<<<<

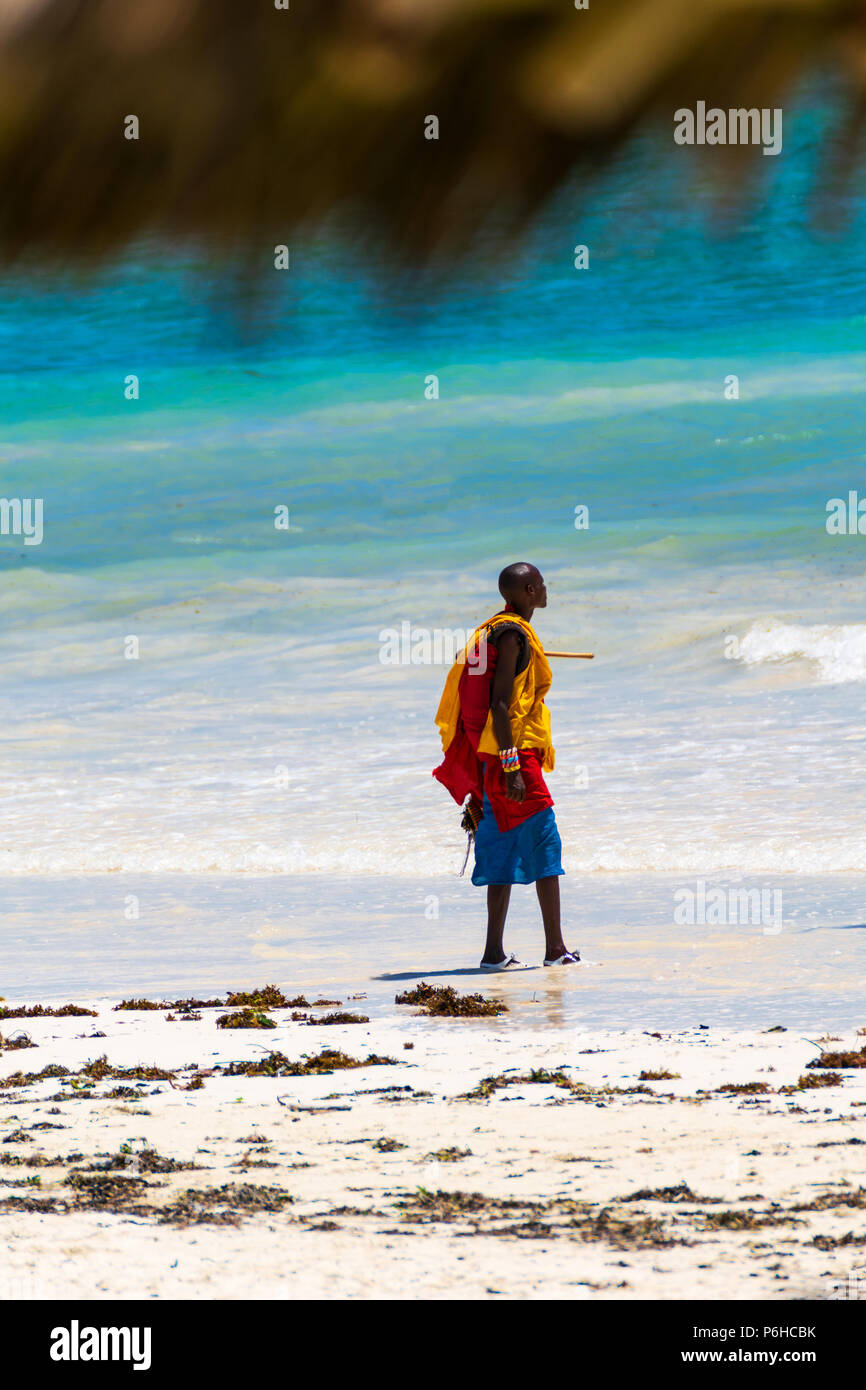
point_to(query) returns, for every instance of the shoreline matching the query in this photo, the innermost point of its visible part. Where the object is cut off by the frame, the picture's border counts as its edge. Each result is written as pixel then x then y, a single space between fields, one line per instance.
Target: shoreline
pixel 448 1172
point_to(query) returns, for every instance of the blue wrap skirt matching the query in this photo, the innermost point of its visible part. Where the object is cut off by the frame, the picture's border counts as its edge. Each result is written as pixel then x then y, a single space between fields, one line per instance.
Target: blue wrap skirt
pixel 530 851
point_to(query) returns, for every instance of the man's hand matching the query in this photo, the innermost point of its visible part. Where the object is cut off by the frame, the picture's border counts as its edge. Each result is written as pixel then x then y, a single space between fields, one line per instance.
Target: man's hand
pixel 515 787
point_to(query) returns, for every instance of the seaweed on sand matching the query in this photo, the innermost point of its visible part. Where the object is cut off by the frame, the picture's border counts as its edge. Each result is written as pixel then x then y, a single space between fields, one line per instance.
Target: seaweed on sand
pixel 681 1193
pixel 267 997
pixel 444 1001
pixel 102 1069
pixel 811 1083
pixel 838 1059
pixel 245 1019
pixel 277 1064
pixel 562 1216
pixel 39 1011
pixel 28 1077
pixel 143 1161
pixel 745 1221
pixel 338 1018
pixel 744 1089
pixel 540 1076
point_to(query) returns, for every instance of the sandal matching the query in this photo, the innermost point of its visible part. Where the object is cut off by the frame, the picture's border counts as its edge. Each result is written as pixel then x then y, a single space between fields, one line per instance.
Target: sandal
pixel 569 958
pixel 508 963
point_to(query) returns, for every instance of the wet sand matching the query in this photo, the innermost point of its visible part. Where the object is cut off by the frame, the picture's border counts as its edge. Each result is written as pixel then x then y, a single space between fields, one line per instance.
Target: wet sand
pixel 481 1161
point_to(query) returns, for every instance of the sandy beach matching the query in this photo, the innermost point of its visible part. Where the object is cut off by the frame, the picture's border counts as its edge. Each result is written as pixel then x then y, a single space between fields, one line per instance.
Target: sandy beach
pixel 471 1158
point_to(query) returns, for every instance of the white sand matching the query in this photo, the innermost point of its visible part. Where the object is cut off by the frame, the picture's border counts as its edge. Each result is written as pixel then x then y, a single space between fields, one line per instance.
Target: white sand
pixel 531 1143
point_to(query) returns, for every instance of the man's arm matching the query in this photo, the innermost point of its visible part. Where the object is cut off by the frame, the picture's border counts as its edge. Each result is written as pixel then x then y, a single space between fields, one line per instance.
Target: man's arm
pixel 501 698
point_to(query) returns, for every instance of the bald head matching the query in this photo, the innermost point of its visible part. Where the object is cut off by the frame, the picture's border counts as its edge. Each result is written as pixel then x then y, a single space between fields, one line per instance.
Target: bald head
pixel 523 587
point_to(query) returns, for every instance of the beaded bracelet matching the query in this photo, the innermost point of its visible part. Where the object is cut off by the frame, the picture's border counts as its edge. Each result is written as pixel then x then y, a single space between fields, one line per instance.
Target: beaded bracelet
pixel 510 759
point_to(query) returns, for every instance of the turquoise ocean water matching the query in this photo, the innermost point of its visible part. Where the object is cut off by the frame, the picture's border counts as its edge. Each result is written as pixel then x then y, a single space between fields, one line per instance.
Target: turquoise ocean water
pixel 259 730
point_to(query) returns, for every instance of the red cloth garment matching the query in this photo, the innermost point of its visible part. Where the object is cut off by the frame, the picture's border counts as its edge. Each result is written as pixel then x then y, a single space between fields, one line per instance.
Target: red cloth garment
pixel 509 813
pixel 464 772
pixel 460 772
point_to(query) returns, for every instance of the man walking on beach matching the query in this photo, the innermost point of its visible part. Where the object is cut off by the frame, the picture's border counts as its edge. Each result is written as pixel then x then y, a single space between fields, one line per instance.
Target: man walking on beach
pixel 496 740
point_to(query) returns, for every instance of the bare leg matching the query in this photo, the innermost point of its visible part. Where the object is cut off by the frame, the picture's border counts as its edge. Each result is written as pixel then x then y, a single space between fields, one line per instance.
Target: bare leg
pixel 548 901
pixel 498 898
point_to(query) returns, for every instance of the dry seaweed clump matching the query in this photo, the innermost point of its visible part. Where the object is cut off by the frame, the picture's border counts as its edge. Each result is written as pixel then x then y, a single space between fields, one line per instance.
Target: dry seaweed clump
pixel 444 1001
pixel 39 1011
pixel 811 1083
pixel 745 1221
pixel 742 1089
pixel 268 997
pixel 838 1059
pixel 338 1018
pixel 277 1064
pixel 245 1019
pixel 54 1069
pixel 102 1069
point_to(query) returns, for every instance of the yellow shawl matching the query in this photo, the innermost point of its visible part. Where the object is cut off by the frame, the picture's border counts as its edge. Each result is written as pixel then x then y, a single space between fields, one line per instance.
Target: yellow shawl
pixel 527 710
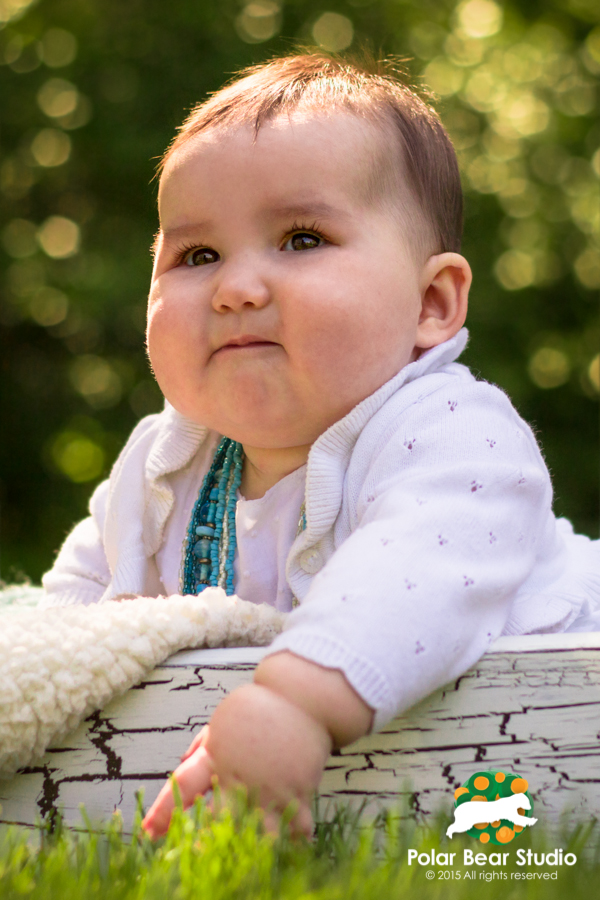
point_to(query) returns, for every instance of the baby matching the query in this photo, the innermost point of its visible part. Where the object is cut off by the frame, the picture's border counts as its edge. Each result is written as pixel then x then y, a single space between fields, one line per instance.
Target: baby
pixel 320 449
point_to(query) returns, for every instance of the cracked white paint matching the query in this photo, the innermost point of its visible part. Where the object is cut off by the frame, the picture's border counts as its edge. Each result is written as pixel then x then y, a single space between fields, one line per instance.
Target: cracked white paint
pixel 532 705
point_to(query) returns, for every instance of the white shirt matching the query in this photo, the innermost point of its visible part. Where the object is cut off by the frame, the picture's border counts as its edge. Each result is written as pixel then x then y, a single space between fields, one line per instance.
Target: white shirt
pixel 429 533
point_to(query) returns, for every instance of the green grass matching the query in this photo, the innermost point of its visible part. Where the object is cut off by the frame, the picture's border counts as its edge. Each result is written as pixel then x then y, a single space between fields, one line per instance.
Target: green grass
pixel 229 856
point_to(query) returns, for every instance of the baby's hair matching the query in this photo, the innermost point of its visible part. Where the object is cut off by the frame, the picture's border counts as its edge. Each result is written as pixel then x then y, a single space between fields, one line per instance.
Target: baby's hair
pixel 416 149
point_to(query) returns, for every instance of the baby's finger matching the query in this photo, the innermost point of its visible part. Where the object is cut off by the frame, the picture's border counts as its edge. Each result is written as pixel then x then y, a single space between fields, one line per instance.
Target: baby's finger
pixel 193 779
pixel 198 741
pixel 303 824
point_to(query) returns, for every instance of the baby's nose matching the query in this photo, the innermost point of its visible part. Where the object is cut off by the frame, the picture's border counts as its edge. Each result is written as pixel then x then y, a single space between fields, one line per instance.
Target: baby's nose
pixel 240 286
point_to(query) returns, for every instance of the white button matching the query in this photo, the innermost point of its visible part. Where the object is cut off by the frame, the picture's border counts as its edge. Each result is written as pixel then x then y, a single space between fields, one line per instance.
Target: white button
pixel 311 561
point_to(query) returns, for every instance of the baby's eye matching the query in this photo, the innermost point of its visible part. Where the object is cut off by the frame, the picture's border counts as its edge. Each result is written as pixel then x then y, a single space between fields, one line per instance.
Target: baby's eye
pixel 303 240
pixel 200 256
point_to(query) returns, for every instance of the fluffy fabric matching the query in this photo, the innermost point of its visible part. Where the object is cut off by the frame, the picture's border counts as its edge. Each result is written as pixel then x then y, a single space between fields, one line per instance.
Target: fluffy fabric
pixel 58 665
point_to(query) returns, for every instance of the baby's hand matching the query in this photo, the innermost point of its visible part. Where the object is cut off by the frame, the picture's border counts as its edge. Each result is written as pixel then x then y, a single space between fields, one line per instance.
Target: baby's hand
pixel 258 739
pixel 274 737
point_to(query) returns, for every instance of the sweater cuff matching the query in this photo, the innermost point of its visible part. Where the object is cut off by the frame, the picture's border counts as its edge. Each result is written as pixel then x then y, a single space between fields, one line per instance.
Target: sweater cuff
pixel 367 680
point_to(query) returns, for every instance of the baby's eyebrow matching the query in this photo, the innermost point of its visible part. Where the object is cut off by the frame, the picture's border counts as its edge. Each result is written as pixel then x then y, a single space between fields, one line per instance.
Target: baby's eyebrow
pixel 317 209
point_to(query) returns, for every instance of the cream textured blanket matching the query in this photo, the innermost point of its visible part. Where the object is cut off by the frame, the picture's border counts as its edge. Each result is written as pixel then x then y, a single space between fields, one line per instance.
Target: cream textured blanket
pixel 58 665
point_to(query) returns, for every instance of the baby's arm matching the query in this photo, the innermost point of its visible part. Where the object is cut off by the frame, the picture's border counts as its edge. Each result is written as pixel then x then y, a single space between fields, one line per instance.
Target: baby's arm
pixel 274 736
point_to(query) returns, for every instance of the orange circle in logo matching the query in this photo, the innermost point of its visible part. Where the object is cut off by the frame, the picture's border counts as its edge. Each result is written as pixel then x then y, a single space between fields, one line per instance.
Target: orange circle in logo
pixel 505 834
pixel 519 785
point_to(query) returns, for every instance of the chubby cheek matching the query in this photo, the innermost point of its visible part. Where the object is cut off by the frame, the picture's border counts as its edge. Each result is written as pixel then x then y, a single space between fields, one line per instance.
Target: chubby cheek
pixel 174 347
pixel 350 349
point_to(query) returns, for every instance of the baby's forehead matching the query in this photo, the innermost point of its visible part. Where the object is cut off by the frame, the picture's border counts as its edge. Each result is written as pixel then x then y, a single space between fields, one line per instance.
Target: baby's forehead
pixel 359 151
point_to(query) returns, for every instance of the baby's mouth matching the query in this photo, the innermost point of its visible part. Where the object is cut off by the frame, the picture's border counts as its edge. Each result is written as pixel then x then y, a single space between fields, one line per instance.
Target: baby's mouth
pixel 245 342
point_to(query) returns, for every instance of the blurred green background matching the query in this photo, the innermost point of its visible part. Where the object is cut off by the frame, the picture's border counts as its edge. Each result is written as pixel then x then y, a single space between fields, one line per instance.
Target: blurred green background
pixel 91 92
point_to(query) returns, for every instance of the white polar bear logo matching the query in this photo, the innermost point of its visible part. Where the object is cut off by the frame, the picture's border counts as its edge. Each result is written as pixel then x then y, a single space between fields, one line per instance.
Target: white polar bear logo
pixel 477 811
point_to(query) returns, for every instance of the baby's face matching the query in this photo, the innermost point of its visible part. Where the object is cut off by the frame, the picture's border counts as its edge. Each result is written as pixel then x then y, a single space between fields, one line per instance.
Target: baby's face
pixel 279 298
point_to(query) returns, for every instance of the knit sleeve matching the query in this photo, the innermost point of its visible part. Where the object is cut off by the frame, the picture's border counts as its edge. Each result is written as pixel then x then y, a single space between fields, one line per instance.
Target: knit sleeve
pixel 449 520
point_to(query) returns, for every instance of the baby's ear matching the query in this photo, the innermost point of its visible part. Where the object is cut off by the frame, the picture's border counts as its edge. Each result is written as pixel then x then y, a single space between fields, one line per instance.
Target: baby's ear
pixel 445 284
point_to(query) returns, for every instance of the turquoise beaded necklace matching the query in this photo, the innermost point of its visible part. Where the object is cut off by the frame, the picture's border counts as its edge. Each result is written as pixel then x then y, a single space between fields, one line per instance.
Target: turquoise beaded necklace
pixel 210 543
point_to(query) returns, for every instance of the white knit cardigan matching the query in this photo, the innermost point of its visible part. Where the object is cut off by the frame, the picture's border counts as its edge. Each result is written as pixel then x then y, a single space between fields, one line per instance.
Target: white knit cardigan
pixel 429 533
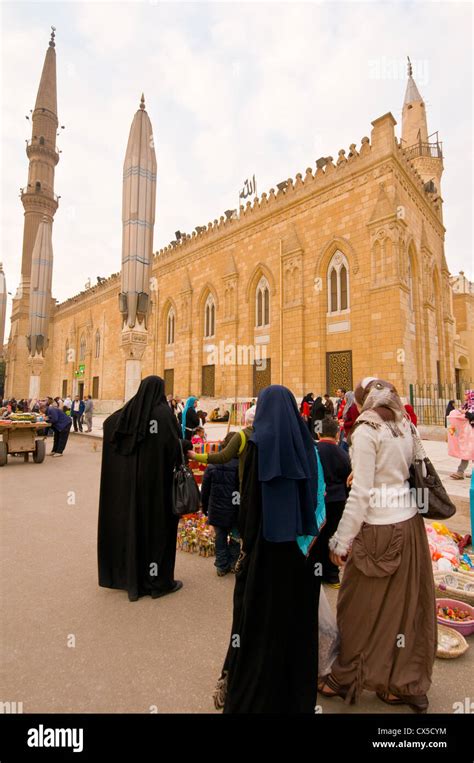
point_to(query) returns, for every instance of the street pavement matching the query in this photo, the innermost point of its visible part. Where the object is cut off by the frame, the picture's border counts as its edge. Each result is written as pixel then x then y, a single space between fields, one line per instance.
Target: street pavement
pixel 69 646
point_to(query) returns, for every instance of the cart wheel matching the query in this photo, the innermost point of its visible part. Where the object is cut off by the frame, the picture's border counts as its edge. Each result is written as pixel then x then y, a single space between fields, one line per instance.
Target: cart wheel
pixel 40 451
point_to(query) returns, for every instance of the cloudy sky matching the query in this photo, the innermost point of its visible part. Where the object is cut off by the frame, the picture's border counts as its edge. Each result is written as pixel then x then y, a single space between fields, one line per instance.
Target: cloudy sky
pixel 232 89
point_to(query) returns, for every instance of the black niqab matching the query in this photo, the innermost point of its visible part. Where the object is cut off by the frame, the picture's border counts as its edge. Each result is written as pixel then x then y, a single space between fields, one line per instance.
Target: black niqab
pixel 137 528
pixel 134 421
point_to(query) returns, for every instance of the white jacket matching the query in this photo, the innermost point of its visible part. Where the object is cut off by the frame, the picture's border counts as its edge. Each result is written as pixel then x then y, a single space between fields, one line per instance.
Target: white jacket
pixel 380 493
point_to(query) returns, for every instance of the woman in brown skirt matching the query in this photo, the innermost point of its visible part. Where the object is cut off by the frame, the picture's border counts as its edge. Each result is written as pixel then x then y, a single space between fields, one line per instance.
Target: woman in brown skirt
pixel 386 609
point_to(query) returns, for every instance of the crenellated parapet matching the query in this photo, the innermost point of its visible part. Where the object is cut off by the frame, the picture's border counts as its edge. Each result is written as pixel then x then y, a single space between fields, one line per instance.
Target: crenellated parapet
pixel 326 174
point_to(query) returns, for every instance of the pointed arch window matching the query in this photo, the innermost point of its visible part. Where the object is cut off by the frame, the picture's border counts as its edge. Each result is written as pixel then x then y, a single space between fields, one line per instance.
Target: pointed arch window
pixel 338 284
pixel 209 317
pixel 82 348
pixel 97 343
pixel 262 303
pixel 170 326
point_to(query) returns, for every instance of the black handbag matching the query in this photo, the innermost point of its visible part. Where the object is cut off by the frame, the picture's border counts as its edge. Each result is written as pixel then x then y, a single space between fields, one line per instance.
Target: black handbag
pixel 431 497
pixel 186 496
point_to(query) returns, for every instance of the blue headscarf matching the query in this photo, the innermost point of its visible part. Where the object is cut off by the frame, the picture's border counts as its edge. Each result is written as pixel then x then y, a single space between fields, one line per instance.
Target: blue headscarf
pixel 189 404
pixel 287 467
pixel 305 542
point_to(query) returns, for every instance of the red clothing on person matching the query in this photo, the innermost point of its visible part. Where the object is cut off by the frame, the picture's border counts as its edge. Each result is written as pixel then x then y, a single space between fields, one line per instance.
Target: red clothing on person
pixel 340 410
pixel 411 413
pixel 350 419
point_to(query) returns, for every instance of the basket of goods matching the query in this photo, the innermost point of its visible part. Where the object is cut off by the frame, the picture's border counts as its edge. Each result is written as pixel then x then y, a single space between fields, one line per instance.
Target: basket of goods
pixel 455 585
pixel 26 417
pixel 455 614
pixel 451 644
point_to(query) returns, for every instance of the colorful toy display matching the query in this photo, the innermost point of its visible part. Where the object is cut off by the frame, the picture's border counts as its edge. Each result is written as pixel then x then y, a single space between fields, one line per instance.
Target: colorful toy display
pixel 195 536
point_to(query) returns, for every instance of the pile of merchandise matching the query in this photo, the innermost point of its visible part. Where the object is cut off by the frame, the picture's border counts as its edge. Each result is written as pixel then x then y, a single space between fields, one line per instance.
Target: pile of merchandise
pixel 28 417
pixel 195 536
pixel 447 549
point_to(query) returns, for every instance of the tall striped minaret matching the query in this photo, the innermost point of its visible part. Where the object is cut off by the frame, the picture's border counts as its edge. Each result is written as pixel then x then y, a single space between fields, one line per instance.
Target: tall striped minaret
pixel 138 220
pixel 40 204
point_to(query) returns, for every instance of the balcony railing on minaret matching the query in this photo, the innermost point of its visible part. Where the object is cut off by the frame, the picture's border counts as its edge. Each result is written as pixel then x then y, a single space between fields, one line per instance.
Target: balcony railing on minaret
pixel 35 145
pixel 432 149
pixel 33 190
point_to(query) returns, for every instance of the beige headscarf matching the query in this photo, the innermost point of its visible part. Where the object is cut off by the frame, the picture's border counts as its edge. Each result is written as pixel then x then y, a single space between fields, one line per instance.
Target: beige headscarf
pixel 372 394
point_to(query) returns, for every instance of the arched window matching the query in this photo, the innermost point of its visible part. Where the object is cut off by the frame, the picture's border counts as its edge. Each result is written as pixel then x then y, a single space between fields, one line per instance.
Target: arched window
pixel 82 348
pixel 262 303
pixel 338 284
pixel 410 285
pixel 209 317
pixel 170 321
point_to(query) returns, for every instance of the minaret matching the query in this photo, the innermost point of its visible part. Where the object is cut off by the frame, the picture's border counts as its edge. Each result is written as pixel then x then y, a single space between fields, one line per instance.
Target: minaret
pixel 138 219
pixel 3 308
pixel 38 197
pixel 39 202
pixel 425 151
pixel 40 304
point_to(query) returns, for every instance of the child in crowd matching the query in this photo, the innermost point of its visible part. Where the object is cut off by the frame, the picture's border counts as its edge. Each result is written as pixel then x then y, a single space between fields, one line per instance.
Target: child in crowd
pixel 220 502
pixel 199 436
pixel 336 468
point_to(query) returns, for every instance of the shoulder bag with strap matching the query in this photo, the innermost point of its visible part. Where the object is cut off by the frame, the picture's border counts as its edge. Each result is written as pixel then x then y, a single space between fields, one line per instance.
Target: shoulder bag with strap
pixel 431 497
pixel 186 496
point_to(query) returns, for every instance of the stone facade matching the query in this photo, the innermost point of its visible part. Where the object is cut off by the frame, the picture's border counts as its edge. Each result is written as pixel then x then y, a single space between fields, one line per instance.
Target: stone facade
pixel 337 275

>>>>

▸ 题目详情
从上述数据中逐字摘录以含有“point_to(query) returns, for every instance of the wet”的一行开头、以含有“pixel 481 1161”的一行结尾的部分，首尾两行均包括在内。

▸ 正确结果
point_to(query) returns, for every instance of the wet sand matching the query in this photo, the innermost point of its visible part. Where the object is cut off by the frame, the picture's border counts as its edge. Each result is written as pixel then x then y, a single space between fields, one line per instance.
Target: wet sand
pixel 481 1161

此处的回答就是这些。